WORK ORDER: Write every line of the material again exactly, with no pictures in the copy.

DATASET:
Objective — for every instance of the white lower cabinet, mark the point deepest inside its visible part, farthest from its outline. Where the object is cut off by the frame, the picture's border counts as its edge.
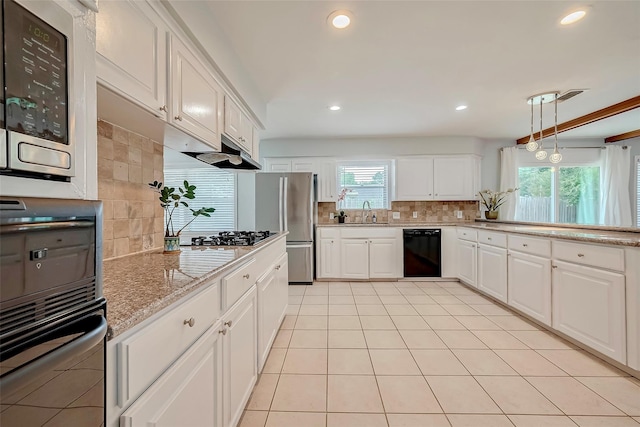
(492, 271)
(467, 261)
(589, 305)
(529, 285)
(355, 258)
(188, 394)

ANSWER SECTION:
Objective — for every instance of the white lower cabinet, mark the point deepest inside its visible part, farthest from its outline. Where the object is cut off by the frame, the picture's border counts as its edge.
(492, 271)
(467, 261)
(589, 305)
(529, 285)
(355, 258)
(188, 394)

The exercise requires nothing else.